**RECORDS SHOWN**.
━━━━━━━━━━━━━━━━━━━━━━━━━━━━━━
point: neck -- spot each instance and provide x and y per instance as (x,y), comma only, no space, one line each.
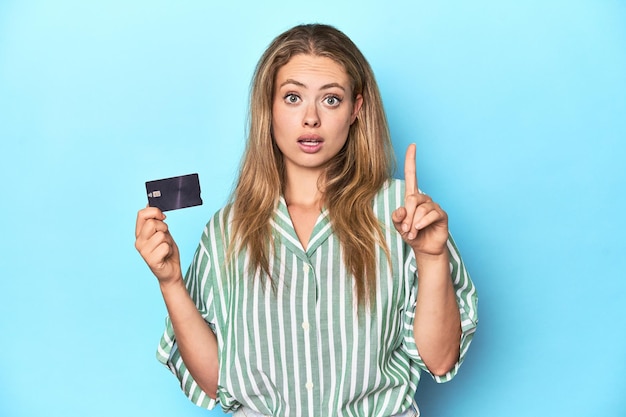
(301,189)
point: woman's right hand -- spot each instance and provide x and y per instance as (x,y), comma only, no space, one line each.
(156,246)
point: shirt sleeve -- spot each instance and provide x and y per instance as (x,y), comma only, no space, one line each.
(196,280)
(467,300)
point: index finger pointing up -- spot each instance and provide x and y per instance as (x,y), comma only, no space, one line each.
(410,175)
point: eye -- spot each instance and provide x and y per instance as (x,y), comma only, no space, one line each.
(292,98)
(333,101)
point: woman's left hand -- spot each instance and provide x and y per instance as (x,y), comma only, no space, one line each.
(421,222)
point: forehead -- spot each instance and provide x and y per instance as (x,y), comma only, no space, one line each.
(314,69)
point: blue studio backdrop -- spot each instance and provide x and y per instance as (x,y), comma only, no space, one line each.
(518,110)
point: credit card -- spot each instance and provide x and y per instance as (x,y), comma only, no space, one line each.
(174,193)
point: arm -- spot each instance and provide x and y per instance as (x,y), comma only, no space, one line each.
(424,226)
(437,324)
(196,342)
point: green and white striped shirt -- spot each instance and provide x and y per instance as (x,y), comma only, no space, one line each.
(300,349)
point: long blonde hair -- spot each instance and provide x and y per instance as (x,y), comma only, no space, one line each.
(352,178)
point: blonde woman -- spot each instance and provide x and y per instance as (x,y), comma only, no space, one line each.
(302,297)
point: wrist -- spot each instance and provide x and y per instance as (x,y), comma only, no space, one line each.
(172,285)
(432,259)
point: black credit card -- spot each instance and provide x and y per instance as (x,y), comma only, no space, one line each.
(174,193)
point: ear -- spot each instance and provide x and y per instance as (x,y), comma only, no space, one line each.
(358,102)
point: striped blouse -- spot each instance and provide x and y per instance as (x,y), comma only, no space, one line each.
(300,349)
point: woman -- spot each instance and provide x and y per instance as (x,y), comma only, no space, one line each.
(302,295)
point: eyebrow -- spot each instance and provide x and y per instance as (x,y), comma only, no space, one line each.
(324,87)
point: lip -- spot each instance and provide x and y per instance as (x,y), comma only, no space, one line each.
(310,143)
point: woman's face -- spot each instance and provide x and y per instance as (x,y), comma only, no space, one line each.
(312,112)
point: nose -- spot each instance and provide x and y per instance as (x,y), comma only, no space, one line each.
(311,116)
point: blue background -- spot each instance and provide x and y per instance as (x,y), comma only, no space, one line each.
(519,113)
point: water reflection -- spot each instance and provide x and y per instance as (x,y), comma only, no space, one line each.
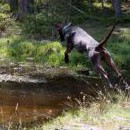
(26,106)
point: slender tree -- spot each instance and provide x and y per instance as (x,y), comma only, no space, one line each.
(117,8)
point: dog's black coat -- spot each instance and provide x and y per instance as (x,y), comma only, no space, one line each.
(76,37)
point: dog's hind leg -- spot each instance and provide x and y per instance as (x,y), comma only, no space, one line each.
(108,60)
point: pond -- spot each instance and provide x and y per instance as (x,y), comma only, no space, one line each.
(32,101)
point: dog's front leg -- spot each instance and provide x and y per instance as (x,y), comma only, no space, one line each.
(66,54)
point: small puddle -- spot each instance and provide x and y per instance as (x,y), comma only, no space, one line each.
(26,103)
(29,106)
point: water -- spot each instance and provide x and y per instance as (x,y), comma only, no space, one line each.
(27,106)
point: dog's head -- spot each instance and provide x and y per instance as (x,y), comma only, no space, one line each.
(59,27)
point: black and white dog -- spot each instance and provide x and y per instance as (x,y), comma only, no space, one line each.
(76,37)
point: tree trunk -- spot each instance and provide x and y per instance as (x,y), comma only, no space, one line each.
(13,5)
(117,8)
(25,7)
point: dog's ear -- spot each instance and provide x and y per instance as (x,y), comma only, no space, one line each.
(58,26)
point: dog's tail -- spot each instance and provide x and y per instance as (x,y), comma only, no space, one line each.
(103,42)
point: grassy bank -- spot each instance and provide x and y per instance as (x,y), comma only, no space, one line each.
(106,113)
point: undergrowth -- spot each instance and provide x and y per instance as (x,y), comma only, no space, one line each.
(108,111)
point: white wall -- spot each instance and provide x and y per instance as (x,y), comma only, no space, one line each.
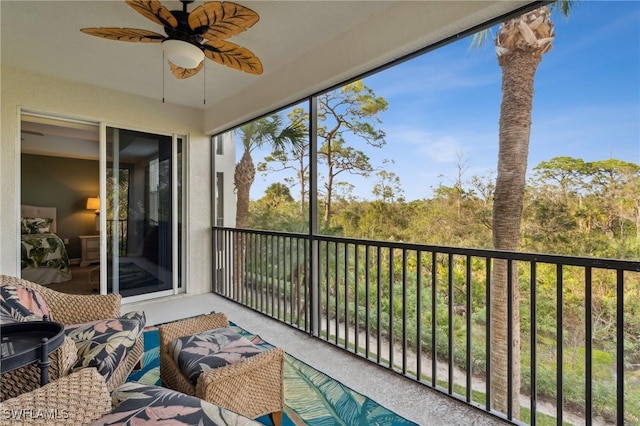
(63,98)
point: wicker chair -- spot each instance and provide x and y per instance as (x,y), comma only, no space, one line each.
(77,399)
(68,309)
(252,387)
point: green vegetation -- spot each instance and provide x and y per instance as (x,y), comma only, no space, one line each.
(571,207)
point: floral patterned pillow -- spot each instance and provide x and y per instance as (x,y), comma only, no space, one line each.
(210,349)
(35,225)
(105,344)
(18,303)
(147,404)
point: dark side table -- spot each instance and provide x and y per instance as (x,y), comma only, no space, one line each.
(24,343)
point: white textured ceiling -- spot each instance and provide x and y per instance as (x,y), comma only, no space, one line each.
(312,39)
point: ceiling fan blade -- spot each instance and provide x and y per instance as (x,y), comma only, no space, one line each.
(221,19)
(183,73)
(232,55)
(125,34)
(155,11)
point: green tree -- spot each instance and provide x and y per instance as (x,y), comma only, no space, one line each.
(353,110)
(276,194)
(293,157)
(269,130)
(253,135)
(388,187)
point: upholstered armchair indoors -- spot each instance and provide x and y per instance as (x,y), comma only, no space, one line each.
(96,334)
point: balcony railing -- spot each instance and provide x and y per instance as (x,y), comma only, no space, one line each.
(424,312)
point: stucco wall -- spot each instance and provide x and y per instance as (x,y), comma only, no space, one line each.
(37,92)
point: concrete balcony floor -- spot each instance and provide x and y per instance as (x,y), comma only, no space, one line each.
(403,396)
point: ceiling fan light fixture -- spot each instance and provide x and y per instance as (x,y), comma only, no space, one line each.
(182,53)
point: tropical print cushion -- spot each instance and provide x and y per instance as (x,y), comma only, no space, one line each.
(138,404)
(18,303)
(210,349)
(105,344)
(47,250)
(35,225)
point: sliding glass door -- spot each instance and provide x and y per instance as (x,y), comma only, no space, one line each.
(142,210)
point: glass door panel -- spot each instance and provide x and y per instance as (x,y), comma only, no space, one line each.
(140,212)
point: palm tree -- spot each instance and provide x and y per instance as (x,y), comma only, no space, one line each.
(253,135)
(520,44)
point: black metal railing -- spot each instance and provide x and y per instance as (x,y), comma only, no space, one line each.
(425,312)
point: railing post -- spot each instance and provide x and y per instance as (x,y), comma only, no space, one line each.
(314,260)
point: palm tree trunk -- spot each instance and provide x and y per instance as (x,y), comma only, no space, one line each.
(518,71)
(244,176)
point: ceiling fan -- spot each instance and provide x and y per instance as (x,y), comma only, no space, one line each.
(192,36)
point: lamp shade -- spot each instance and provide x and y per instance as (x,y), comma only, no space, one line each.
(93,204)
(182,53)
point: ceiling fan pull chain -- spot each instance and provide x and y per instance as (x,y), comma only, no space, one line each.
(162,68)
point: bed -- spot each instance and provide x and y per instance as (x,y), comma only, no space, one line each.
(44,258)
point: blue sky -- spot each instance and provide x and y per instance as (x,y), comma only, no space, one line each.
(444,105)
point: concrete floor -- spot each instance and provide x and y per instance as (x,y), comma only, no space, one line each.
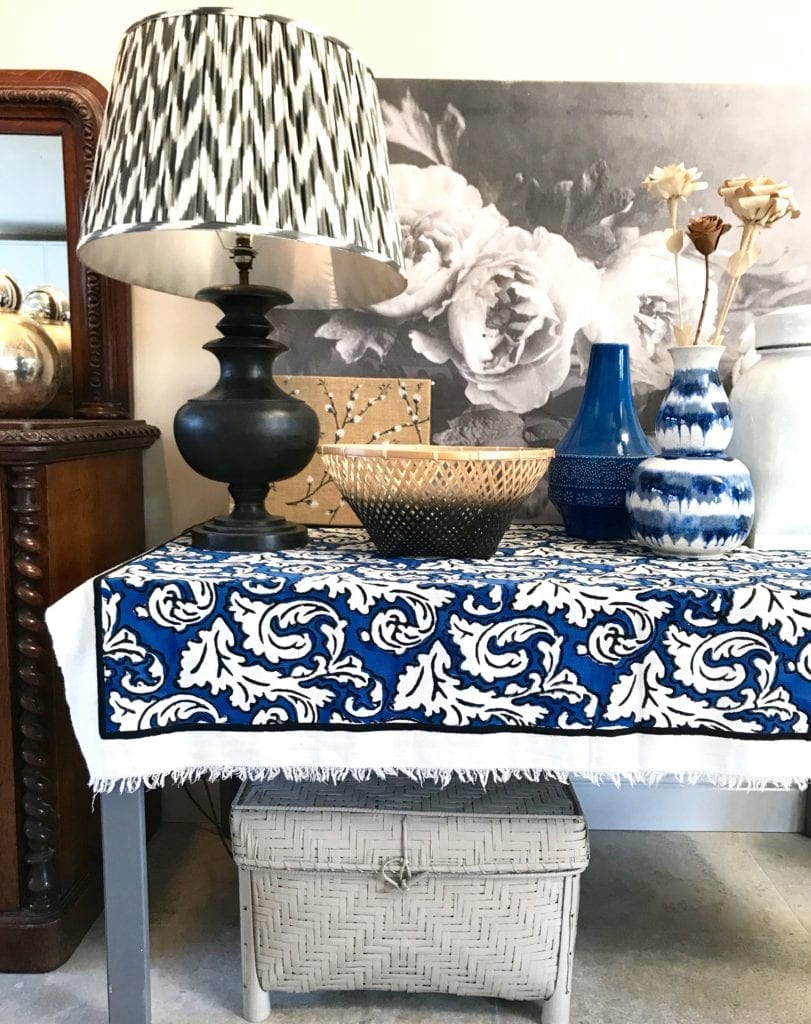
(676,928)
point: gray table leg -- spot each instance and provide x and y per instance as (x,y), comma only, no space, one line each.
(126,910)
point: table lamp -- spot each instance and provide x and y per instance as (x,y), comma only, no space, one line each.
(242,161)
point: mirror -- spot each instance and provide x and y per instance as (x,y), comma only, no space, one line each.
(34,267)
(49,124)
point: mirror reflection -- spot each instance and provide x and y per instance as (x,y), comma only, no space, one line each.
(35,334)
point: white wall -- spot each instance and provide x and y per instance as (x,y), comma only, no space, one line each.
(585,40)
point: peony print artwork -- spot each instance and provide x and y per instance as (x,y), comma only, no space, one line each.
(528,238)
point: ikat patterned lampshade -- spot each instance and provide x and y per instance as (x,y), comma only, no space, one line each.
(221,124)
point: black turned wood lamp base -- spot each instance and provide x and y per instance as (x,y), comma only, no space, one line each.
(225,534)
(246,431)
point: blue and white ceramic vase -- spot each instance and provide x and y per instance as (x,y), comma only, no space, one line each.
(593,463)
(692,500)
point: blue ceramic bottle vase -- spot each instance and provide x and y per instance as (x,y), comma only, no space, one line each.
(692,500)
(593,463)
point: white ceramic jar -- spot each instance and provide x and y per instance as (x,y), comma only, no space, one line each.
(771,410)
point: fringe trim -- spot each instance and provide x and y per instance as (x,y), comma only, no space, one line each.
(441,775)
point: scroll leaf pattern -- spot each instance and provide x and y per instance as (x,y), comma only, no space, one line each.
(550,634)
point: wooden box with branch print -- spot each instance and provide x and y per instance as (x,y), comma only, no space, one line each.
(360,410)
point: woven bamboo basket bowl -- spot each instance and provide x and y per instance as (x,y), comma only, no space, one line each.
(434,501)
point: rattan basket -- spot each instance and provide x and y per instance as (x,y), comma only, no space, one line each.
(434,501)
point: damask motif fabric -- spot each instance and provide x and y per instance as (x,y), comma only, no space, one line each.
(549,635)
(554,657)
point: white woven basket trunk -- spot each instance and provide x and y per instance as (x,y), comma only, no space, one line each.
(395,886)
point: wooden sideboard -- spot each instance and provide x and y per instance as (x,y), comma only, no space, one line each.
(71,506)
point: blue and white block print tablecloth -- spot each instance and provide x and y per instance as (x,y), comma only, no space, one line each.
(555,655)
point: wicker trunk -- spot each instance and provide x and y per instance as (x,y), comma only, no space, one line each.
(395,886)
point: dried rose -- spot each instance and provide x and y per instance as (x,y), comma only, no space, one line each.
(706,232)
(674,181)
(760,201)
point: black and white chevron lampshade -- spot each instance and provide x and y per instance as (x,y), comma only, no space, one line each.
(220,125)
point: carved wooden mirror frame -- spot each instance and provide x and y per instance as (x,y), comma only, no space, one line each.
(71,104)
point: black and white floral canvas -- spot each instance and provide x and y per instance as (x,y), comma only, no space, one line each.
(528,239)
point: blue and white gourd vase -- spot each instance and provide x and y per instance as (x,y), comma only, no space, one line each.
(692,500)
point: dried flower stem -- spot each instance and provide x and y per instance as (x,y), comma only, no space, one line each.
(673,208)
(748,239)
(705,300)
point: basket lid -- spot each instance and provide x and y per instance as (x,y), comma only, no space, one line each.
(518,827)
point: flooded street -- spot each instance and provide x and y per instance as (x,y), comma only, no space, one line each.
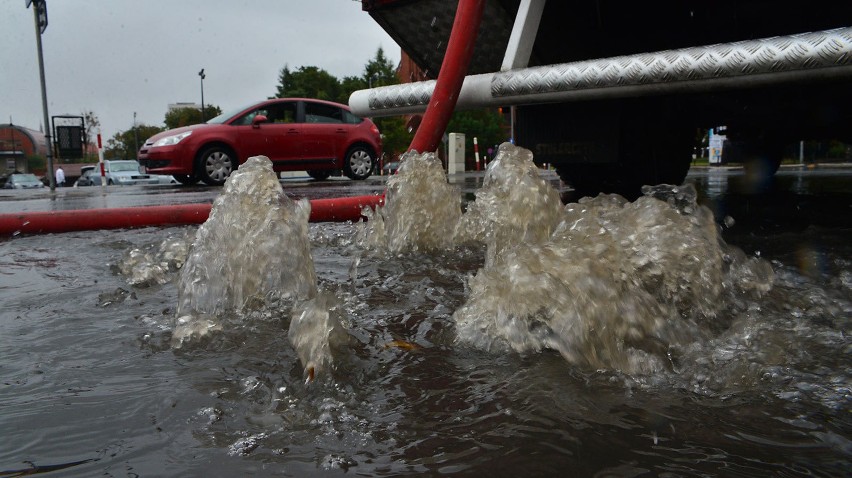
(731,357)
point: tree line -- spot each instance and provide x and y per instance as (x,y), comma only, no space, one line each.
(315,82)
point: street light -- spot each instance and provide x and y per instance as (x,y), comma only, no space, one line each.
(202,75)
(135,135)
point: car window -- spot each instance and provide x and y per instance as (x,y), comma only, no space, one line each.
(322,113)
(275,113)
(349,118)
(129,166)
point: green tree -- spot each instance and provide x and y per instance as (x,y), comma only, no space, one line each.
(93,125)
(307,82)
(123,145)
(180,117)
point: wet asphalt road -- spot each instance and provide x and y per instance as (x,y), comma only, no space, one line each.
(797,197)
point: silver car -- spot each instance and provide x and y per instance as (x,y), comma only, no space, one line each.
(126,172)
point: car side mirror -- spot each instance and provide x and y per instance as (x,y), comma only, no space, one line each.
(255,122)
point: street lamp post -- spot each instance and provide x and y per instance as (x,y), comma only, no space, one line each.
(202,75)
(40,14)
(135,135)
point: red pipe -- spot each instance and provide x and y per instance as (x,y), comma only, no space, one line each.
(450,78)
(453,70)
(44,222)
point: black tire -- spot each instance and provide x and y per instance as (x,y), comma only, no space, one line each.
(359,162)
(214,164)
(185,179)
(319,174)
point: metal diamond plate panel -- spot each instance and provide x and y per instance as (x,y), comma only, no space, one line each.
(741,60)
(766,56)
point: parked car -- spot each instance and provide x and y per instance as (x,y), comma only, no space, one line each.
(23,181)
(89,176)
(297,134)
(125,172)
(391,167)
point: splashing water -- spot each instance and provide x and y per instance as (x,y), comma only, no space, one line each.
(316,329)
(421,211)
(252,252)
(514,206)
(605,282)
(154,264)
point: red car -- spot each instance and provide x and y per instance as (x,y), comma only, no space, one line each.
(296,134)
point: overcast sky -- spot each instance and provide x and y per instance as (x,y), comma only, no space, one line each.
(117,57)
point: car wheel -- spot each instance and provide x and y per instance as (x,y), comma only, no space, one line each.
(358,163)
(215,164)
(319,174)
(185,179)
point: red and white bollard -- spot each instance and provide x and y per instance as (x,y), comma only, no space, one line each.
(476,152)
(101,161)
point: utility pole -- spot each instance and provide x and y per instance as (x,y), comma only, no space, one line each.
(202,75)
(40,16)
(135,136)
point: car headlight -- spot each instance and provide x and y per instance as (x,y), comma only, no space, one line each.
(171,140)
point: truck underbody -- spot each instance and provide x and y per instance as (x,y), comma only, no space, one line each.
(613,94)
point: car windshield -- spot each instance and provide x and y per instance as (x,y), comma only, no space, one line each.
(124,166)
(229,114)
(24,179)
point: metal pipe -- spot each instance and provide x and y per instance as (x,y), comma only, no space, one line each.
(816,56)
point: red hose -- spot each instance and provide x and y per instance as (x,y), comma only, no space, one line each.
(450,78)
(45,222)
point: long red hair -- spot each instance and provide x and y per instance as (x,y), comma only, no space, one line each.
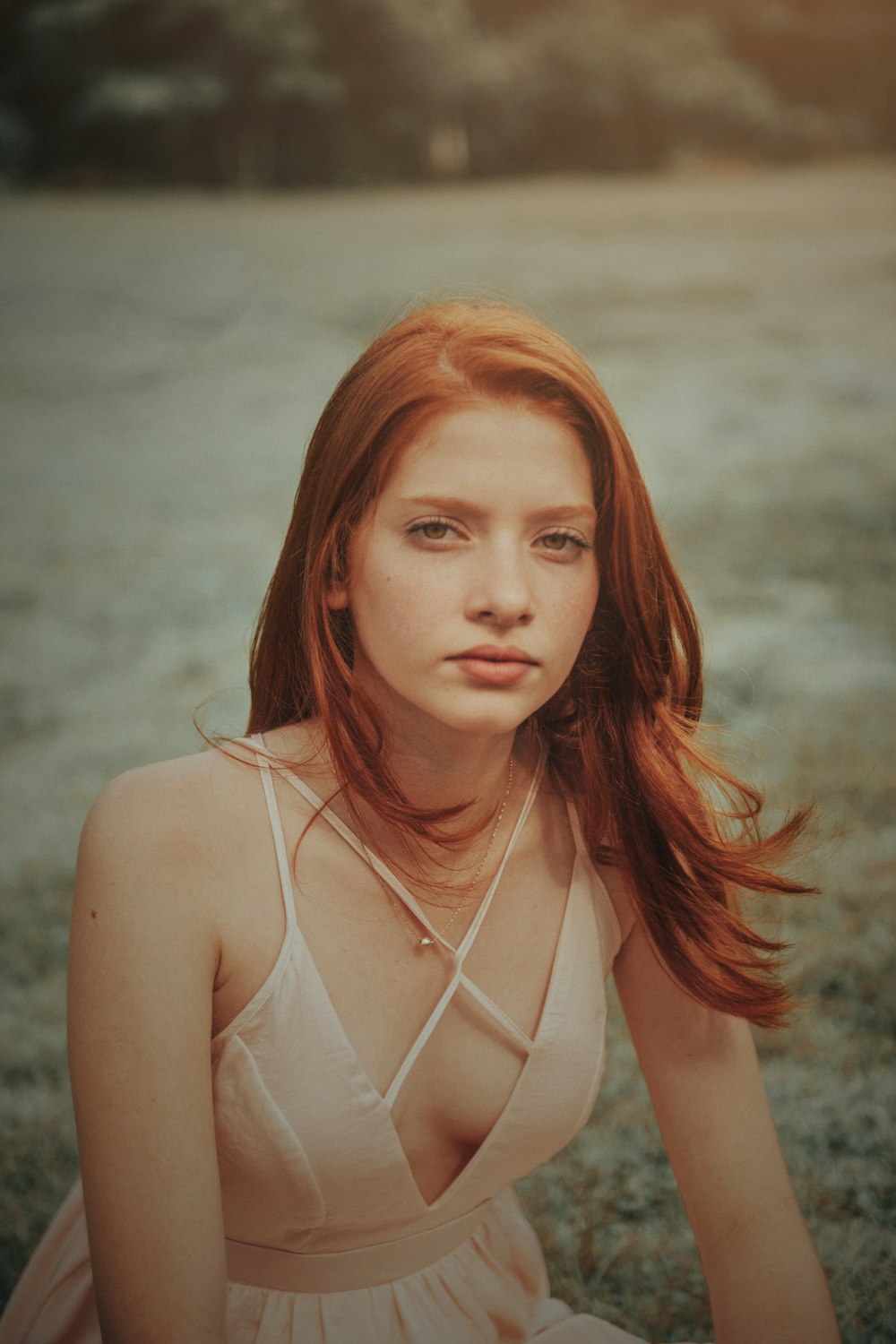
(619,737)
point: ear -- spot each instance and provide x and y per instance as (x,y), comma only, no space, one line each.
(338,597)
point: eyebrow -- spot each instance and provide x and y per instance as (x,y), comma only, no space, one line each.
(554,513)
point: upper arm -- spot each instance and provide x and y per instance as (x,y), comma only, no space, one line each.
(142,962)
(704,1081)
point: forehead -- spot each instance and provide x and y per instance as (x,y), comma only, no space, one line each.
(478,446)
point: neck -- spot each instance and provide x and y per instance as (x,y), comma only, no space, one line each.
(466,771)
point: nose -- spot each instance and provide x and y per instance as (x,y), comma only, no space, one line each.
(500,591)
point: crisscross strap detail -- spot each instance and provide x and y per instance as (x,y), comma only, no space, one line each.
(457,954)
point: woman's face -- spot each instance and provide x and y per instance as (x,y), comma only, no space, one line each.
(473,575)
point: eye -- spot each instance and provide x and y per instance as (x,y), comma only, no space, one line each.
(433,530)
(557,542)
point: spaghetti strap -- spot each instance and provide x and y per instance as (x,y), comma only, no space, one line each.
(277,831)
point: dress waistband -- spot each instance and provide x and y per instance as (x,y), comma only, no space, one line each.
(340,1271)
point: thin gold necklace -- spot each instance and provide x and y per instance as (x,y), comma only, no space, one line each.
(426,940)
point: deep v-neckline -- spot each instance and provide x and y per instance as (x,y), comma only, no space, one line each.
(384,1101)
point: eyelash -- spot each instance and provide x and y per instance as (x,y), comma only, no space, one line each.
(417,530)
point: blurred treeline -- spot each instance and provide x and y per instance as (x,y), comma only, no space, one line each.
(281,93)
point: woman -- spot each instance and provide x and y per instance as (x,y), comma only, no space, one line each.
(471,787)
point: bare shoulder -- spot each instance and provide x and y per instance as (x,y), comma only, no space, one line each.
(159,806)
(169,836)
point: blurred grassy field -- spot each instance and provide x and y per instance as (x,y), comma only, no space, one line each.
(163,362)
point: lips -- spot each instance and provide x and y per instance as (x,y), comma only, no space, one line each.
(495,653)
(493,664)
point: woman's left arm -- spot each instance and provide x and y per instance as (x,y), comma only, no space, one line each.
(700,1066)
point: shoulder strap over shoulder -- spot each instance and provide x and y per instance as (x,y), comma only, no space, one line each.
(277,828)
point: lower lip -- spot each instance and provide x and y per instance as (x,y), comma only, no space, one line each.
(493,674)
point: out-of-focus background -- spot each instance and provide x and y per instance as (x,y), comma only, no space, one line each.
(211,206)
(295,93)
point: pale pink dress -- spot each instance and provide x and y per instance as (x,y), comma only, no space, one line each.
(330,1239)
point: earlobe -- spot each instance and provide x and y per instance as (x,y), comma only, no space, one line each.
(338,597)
━━━━━━━━━━━━━━━━━━━━━━━━━━━━━━
**REQUIREMENTS**.
Quote exactly the line containing "point: woman's left arm" and every later line through the end of the listing, and no other lines.

**SOLVED EXERCISE**.
point: woman's left arm -- spot each instance and provide x and y per instance as (x,y), comma only, no space, one line each.
(700,1066)
point: shoulder strap over shoulder -- spot each instance and provide x and y per instance as (x,y), comma only, no space, one line each.
(277,828)
point: lower lip -- spot each instance and provide x and y per instance as (x,y), comma only, no space, one line each.
(493,674)
point: out-of-focus background -- spot each instance and provide x and y per instance as (x,y), comma only, no space, one line each.
(211,206)
(295,93)
point: pale pink dress -- spot each instance and provide x and y per instance as (x,y), comma only, no space, one line each.
(330,1239)
point: earlobe -- spot each instance and provide x and y per instance as (x,y), comma only, no space, one line each.
(338,597)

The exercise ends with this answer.